RECORDS TO USE:
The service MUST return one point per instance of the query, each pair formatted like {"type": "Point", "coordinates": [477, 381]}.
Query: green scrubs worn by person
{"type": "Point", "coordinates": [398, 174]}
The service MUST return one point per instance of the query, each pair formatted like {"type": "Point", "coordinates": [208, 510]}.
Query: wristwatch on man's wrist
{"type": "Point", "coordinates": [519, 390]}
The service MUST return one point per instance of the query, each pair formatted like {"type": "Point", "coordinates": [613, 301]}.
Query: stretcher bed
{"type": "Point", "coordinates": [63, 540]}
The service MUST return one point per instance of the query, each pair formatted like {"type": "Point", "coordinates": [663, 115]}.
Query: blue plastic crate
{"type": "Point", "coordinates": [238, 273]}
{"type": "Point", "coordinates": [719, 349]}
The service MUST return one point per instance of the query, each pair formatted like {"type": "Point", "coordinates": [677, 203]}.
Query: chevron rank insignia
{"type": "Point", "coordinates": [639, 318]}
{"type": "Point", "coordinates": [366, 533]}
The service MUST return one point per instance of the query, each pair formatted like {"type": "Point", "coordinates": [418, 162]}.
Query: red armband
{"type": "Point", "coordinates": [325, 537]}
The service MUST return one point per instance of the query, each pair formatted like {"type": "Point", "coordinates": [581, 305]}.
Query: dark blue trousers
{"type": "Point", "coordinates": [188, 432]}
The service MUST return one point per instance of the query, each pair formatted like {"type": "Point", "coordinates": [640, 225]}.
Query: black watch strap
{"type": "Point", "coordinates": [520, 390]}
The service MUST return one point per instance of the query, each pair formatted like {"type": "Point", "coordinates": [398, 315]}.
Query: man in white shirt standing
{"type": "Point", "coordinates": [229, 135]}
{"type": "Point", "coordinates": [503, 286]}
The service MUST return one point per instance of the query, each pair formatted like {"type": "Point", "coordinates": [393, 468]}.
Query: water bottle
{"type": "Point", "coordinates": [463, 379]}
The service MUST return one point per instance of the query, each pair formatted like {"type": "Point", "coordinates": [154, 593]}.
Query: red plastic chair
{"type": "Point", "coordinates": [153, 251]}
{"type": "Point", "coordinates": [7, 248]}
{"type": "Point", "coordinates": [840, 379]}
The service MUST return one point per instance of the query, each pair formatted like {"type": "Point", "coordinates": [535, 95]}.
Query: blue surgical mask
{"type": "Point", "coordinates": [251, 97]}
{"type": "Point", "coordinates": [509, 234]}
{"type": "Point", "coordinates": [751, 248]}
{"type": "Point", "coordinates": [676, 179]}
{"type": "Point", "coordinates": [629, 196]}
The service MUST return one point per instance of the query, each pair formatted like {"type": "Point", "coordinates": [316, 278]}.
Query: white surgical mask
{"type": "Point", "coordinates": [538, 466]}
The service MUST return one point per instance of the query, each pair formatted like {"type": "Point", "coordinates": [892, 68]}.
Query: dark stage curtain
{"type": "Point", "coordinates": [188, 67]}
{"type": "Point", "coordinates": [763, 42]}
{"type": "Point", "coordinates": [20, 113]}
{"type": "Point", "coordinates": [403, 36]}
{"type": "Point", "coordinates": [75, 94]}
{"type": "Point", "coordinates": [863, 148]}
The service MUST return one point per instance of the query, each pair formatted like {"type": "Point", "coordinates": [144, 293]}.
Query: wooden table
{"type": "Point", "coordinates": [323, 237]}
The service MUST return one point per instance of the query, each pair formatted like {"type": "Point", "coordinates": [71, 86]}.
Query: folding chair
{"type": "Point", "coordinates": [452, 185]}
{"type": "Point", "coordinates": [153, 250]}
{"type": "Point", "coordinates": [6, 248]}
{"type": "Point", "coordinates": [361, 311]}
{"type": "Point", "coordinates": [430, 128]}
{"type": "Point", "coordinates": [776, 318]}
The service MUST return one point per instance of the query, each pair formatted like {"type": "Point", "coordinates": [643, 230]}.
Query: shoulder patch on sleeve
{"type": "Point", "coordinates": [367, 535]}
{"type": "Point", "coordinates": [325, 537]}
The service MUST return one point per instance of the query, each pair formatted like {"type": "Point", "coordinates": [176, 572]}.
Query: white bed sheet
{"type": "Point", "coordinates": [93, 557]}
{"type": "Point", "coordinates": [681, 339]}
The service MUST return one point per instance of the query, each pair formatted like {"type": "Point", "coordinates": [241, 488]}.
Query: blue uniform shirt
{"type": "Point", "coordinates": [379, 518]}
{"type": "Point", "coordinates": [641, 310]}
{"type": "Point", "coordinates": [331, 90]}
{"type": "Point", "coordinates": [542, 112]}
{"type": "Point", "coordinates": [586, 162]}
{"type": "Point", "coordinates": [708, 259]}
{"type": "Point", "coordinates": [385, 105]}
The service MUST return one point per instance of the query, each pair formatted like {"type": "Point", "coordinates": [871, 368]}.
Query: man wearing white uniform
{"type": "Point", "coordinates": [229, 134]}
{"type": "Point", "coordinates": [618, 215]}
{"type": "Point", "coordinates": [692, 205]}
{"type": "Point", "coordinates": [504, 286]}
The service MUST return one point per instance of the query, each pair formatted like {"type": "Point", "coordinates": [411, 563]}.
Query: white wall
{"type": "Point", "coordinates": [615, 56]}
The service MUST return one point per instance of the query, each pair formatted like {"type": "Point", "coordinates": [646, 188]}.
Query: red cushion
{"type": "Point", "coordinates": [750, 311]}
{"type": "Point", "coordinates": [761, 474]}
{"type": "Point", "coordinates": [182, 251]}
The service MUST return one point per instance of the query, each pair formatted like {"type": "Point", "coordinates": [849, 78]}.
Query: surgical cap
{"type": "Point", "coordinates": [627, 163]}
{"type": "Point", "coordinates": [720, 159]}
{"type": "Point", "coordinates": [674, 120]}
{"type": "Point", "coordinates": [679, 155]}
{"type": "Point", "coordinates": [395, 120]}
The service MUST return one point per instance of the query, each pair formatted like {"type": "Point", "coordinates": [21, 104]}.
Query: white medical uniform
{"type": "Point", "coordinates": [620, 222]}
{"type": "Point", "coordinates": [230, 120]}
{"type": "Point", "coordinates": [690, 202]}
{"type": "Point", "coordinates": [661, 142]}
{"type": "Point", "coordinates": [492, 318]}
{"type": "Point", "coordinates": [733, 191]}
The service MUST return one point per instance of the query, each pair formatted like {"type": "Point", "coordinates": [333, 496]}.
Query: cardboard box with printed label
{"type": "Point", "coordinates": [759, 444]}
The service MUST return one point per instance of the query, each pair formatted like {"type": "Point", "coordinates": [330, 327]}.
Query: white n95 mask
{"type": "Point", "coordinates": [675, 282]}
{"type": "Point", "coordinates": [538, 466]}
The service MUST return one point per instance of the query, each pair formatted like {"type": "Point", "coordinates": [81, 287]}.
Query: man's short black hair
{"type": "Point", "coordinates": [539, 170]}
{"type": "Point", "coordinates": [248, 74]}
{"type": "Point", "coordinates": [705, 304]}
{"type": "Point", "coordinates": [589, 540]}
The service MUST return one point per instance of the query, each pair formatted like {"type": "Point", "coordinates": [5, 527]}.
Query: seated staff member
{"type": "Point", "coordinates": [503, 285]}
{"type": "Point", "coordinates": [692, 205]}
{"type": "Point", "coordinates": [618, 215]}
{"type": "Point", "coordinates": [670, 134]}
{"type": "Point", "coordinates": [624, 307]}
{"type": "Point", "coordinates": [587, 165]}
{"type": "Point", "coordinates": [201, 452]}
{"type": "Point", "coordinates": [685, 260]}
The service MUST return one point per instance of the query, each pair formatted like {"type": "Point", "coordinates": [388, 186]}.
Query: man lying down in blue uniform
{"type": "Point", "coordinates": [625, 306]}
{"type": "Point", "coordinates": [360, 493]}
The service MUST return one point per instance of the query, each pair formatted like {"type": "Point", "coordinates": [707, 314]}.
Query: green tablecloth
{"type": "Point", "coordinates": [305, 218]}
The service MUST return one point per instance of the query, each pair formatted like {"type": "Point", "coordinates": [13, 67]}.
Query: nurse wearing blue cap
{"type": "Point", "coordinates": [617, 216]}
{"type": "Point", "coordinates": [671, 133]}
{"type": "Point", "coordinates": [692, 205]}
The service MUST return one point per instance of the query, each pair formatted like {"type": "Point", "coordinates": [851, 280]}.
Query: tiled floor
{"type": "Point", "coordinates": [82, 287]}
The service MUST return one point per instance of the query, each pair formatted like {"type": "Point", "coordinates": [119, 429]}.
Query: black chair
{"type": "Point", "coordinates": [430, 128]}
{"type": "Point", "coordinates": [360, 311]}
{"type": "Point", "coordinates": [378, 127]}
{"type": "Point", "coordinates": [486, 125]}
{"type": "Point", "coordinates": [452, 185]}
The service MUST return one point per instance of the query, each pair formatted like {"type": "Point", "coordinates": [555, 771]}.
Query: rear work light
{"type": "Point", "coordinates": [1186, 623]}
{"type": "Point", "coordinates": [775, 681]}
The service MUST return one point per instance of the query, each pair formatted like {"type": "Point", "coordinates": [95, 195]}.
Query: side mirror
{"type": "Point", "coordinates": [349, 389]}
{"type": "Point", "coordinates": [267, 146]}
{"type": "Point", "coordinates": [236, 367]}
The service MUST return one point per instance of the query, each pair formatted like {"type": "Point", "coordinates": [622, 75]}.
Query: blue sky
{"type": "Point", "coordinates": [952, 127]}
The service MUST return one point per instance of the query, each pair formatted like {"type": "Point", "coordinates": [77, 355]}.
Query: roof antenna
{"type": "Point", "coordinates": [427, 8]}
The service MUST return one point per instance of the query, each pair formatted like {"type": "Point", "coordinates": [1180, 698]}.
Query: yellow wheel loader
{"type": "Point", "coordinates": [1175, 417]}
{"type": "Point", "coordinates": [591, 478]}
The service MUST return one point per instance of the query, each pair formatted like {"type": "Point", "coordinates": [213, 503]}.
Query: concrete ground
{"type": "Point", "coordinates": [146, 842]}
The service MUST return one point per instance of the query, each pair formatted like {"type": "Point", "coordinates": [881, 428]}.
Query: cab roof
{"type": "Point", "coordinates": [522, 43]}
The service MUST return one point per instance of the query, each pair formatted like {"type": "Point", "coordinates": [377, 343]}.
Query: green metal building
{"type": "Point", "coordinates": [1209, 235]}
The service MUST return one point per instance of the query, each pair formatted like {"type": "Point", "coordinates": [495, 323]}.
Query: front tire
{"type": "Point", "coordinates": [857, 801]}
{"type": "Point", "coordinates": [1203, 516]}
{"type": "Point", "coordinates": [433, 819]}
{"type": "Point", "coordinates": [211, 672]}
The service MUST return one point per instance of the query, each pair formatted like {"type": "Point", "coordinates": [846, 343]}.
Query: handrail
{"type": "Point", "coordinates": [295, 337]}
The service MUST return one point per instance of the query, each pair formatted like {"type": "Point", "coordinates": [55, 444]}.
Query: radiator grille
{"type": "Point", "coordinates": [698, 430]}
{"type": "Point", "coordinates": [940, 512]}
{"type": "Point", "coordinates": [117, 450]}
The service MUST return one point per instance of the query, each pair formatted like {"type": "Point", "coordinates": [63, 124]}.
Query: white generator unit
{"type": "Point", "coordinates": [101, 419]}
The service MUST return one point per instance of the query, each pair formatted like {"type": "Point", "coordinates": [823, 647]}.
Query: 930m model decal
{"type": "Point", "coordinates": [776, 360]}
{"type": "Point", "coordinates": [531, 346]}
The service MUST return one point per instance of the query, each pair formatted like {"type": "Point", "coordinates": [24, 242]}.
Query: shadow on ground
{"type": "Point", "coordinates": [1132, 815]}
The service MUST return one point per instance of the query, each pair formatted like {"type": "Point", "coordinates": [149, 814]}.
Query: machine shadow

INSTRUCTION: Report every line of the records that contains the word "green".

ANSWER BELOW:
Query: green scrubs worn by person
Query: green tablecloth
Query: green metal building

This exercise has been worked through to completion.